++++ ENTRIES SHOWN ++++

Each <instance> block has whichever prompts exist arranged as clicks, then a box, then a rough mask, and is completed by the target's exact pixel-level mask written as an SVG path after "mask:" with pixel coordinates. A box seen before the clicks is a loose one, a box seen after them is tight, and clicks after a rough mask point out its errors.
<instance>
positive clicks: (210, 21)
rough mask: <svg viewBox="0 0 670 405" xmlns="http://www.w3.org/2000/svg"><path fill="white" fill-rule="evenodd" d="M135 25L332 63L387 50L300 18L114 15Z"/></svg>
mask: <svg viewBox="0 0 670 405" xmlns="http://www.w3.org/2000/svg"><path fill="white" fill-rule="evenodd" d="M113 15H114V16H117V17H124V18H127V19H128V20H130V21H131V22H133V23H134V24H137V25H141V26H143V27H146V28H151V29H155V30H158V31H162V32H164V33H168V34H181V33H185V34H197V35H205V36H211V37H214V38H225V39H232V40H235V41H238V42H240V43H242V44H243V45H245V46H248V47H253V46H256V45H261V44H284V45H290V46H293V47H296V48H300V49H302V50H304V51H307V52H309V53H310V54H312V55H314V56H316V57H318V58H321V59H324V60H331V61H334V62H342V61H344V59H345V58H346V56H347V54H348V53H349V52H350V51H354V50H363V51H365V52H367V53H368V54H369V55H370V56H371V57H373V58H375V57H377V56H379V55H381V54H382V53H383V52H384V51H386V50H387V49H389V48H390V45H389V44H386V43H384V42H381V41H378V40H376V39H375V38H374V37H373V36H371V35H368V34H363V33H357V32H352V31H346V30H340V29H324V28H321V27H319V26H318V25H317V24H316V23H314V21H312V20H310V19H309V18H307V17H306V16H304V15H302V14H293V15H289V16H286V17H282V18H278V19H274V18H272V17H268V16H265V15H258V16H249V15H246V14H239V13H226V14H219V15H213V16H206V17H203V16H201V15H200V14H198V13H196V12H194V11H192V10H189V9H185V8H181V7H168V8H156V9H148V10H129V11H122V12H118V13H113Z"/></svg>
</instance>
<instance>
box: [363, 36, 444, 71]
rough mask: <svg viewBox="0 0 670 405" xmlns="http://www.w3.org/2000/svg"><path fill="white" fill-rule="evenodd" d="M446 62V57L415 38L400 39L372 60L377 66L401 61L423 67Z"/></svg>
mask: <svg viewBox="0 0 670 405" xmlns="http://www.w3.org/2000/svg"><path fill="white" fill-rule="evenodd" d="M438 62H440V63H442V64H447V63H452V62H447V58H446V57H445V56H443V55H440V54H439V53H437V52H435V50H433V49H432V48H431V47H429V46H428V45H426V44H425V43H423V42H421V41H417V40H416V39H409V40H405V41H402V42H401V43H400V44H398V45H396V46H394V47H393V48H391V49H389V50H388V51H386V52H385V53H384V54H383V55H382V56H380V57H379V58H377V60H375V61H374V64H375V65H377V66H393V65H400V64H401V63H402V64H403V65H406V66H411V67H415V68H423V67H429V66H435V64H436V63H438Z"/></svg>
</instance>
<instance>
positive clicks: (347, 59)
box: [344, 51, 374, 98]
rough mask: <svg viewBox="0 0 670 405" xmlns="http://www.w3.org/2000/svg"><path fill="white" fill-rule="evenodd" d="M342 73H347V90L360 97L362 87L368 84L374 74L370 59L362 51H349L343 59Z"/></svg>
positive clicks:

++++

→ **TASK STATEMENT**: So that nothing is lost, restate all the material word for word.

→ **OUTPUT OF THE EXERCISE**:
Each <instance> block has whichever prompts exist arranged as clicks, then a box, then a rough mask, and is completed by the target's exact pixel-level mask written as an SVG path after "mask:" with pixel coordinates. A box seen before the clicks is a loose one, a box seen after them is tight, and clicks after a rough mask point out its errors.
<instance>
positive clicks: (210, 21)
rough mask: <svg viewBox="0 0 670 405" xmlns="http://www.w3.org/2000/svg"><path fill="white" fill-rule="evenodd" d="M135 25L332 63L387 50L300 18L114 15Z"/></svg>
mask: <svg viewBox="0 0 670 405" xmlns="http://www.w3.org/2000/svg"><path fill="white" fill-rule="evenodd" d="M113 15H114V16H117V17H124V18H127V19H128V20H130V21H131V22H133V23H134V24H137V25H141V26H143V27H146V28H151V29H155V30H158V31H162V32H164V33H168V34H181V33H185V34H197V35H205V36H211V37H214V38H225V39H232V40H235V41H238V42H240V43H242V44H243V45H245V46H248V47H253V46H256V45H261V44H284V45H290V46H293V47H296V48H300V49H302V50H304V51H307V52H309V53H310V54H312V55H314V56H316V57H318V58H321V59H324V60H331V61H334V62H342V61H344V59H345V58H346V56H347V54H348V53H349V52H350V51H354V50H363V51H365V52H367V53H368V54H369V55H370V56H371V57H373V58H375V57H377V56H379V55H381V54H382V53H383V52H384V51H386V50H387V49H389V48H390V45H389V44H386V43H384V42H381V41H378V40H376V39H375V38H374V37H373V36H371V35H368V34H363V33H357V32H352V31H346V30H340V29H324V28H321V27H319V26H318V25H317V24H316V23H314V21H312V20H310V19H309V18H307V17H306V16H304V15H302V14H293V15H289V16H286V17H282V18H278V19H274V18H272V17H268V16H265V15H258V16H249V15H246V14H239V13H226V14H219V15H213V16H206V17H203V16H201V15H200V14H198V13H196V12H194V11H192V10H189V9H185V8H181V7H168V8H156V9H148V10H129V11H122V12H118V13H113Z"/></svg>
</instance>
<instance>
box: [363, 36, 444, 71]
rough mask: <svg viewBox="0 0 670 405" xmlns="http://www.w3.org/2000/svg"><path fill="white" fill-rule="evenodd" d="M446 62V57L415 38L400 39L372 60L377 66L401 61L423 67Z"/></svg>
mask: <svg viewBox="0 0 670 405" xmlns="http://www.w3.org/2000/svg"><path fill="white" fill-rule="evenodd" d="M438 62H440V63H442V64H447V63H452V62H447V58H446V57H445V56H443V55H440V54H439V53H437V52H435V50H433V49H432V48H431V47H429V46H428V45H426V44H425V43H423V42H421V41H417V40H416V39H409V40H405V41H402V42H401V43H400V44H398V45H396V46H394V47H393V48H391V49H389V50H388V51H386V52H385V53H384V54H383V55H382V56H380V57H379V58H377V60H375V61H374V64H375V65H377V66H393V65H400V64H401V63H402V64H403V65H406V66H411V67H415V68H423V67H429V66H435V64H436V63H438Z"/></svg>
</instance>
<instance>
positive clicks: (347, 59)
box: [344, 51, 374, 98]
rough mask: <svg viewBox="0 0 670 405" xmlns="http://www.w3.org/2000/svg"><path fill="white" fill-rule="evenodd" d="M342 73H347V90L360 97L362 87L368 84L374 74L370 59L362 51H349L343 59Z"/></svg>
positive clicks:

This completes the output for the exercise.